▶ [Required task]: Rewrite the data below with every "Target" renamed to "Object", keeping everything else the same. Omit the pictures from your answer.

==== Input for this task

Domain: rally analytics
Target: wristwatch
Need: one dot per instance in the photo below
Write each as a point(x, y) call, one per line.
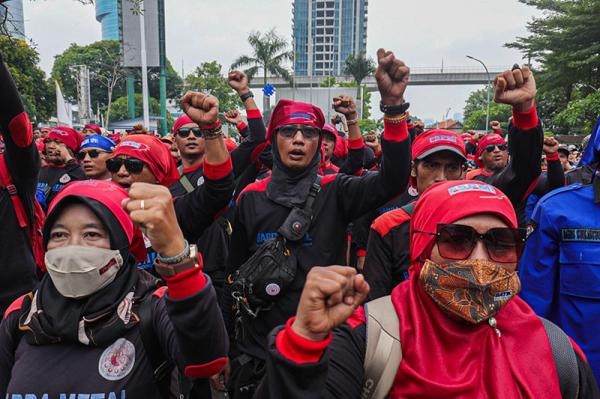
point(394, 109)
point(171, 269)
point(246, 96)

========

▶ [The answer]:
Domain: rally analytics
Object: wristwatch
Need: one dot per instance in the photo below
Write each as a point(x, y) call, one per line.
point(394, 109)
point(171, 269)
point(246, 96)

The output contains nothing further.